#### What this exercise asks:
• 1. Answer these questions using the article on American women who became royals, one answer per line, marked (a), (b) and (c).
(a) In what year did Rita Hayworth marry Prince Ali Salman Aga Khan?
(b) Whom did Grace Kelly marry, and in what year?
(c) What city was Wallis Simpson from?
• 2. Update the article on American women who became royals from "Others include Jacqueline" up to and including "Salman Aga Khan.", replacing "tied the knot with" with "married".
• 3. Go on with the article on American women who became royals, starting right after its last sentence.

══ Given text

Meghan Markle set to join elite group of American women who have become royals
From Grace Kelly to Rita Hayworth, here are American women who married into royalty.
With the may 19 wedding, Meghan Markle will not only become a member of the British royal family, but will also make history by becoming one of just a handful of American women to become a senior royal around the globe.
Meghan, however, is not the first Amercian to join UK’s royal family. Her predecessor is the somewhat infamous Wallis Simpson, who became the Duchess of Windsor when she married the recently-abdicated Kind Edward VIII.
Others include Jacqueline Kennedy Onassis' younger sister Caroline Lee Bouvier, who tied the knot with Polish Prince Stanislaw Albrecht Radziwill; and Rita Hayworth, who in 1949 married Italian-born Prince Ali Salman Aga Khan.
Notably, she is also walking in the footsteps of Grace Kelly, who, just like the Suits star, was a screen star before she became royalty.
Kelly stopped her acting career to marry Prince Rainier III of Monaco in 1956, a move echoed six decades later by Meghan, who left Suits shortly after her engagement to Prince Harry was announced.
Here are the American beauties who became royals:
Wallis Simpson
Bessie Wallis Warfield Simpson was a twice-divorced socialite from Baltimore whose love affair with King Edward VIII triggered a constitutional crisis for the British monarchy in the 1930s.

════
══ Provided records

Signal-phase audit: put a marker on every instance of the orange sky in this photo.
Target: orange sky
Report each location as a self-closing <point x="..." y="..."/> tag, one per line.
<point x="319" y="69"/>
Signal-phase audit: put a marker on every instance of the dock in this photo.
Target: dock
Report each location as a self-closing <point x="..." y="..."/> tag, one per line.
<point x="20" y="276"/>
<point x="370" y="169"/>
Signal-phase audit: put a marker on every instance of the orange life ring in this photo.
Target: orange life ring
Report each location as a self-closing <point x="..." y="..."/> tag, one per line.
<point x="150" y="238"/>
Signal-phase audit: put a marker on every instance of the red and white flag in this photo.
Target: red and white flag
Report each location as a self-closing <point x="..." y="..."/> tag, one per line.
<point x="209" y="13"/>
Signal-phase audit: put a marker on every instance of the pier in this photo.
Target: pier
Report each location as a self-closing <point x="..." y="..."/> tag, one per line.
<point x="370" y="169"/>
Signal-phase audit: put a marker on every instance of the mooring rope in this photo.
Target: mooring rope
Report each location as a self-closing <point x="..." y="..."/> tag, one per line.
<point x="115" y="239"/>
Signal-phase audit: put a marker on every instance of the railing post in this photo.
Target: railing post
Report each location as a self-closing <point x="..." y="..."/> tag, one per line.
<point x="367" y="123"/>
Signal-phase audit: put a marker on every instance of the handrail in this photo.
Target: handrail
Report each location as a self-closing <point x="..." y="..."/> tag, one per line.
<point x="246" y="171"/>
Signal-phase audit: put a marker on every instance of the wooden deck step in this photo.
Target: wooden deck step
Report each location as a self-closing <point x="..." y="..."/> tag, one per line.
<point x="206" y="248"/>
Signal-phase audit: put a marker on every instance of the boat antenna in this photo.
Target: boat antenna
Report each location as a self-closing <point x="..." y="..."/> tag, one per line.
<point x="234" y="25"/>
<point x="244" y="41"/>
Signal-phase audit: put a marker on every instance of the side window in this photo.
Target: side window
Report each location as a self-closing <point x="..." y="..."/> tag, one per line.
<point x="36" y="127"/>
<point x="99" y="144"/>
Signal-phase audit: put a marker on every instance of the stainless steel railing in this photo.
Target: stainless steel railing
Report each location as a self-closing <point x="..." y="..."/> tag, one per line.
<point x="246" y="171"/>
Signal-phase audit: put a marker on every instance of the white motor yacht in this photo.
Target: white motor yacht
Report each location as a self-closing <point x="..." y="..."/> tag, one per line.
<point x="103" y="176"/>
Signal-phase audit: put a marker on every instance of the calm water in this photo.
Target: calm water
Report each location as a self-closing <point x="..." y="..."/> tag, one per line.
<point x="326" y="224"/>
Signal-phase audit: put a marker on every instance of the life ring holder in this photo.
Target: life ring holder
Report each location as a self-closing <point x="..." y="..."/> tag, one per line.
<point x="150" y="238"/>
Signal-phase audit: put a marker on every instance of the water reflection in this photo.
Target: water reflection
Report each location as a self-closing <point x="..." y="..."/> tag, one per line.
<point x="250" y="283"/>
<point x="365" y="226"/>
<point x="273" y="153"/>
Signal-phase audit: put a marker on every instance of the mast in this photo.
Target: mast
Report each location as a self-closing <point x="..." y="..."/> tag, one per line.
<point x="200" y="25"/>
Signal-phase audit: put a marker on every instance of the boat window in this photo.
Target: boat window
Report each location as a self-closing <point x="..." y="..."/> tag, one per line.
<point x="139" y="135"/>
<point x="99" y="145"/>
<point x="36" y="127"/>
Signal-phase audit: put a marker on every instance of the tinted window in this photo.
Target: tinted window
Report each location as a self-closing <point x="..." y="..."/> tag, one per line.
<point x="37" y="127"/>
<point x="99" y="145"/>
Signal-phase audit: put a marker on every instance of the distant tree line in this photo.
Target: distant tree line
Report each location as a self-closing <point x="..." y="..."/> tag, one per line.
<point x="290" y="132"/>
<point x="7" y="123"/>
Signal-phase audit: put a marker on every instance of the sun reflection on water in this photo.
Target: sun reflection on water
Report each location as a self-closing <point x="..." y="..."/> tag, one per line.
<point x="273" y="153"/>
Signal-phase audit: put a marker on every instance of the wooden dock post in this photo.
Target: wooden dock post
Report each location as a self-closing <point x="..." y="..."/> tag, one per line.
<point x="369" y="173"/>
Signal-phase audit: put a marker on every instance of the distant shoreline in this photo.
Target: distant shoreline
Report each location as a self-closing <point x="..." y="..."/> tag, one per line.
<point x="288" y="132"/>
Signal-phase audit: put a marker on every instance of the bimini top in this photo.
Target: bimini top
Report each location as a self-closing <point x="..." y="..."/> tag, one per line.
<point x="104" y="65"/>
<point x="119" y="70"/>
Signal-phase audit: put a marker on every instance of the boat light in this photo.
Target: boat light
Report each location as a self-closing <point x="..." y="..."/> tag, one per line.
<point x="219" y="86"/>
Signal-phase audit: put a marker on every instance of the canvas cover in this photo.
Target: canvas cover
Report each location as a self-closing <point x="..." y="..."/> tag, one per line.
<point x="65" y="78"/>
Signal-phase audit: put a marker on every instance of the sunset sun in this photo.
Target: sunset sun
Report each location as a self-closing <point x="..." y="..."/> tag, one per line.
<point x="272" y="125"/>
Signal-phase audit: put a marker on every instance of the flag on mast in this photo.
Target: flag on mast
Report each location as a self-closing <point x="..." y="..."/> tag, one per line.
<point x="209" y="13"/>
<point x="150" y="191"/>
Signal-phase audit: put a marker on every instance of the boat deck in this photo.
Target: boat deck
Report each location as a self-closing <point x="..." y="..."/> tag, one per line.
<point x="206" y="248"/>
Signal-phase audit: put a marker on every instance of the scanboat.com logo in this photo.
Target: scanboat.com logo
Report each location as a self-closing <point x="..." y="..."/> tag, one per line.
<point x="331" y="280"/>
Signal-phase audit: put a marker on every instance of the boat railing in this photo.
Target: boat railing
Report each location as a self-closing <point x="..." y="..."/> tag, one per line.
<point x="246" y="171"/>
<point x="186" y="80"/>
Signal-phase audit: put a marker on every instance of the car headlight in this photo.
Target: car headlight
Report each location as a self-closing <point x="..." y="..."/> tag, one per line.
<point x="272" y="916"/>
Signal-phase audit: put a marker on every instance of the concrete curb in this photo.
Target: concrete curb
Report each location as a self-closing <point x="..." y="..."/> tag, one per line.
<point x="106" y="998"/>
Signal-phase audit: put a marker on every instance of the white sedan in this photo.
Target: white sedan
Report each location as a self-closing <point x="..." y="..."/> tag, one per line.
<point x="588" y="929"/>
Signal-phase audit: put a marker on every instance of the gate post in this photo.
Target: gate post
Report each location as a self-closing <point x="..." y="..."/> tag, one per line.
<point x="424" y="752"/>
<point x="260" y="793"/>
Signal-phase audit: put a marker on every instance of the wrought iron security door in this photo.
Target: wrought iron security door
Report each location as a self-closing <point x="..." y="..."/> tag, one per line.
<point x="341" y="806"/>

════

#### Answers:
• 1.
(a) 1949
(b) Prince Rainier III of Monaco, in 1956
(c) Baltimore

• 2.
Others include Jacqueline Kennedy Onassis' younger sister Caroline Lee Bouvier, who married Polish Prince Stanislaw Albrecht Radziwill; and Rita Hayworth, who in 1949 married Italian-born Prince Ali Salman Aga Khan.

• 3.
The two met when Edward was still the Prince of Wales and he fell hard for her, becoming the first British monarch to voluntarily give up the throne, on December 10, 1936, before her second divorce was finalized and less than a year into his reign.
Her marital status and his role as head of the Church of England were insurmountable at the time.
The two became the Duke and Duchess of Windsor after they married nearly three years after they met, on June 3, 1937, settling into exile in France and elsewhere.
The two remained married until his death in 1972 at age 77. Simpson died in 1986, when she was 89.
Caroline Lee Bouvier
The younger sister of Jacqueline Kennedy Onassis, Caroline Lee Bouvier lived largely in Jackie's shadow. The year before John F. Kennedy announced his run for the U.S. presidency, Lee married for the second time, to Polish Prince Stanislaw Albrecht Radziwill, on March 19, 1959. It was his third marriage.
The pair had two children, both of whom were teenagers when their parents divorced in 1974 after 15 years of marriage.
Interestingly, it was Lee who introduced Jackie to Aristotle Onassis, in 1963 and rumors have flown over the years on how Jackie's marriage to Ari after the assassination of Kennedy infuriated Lee, who married and divorced a third time after the prince.
Lee, 85, has tried her hand at a variety of things: acting, interior design, public relations.
Princess Grace of Monaco
One of the biggest stars of her time when she was chosen by Prince Rainier III of Monaco in 1956. She retired from acting at 26 to become a princess, who left her life behind and decamped to Monaco.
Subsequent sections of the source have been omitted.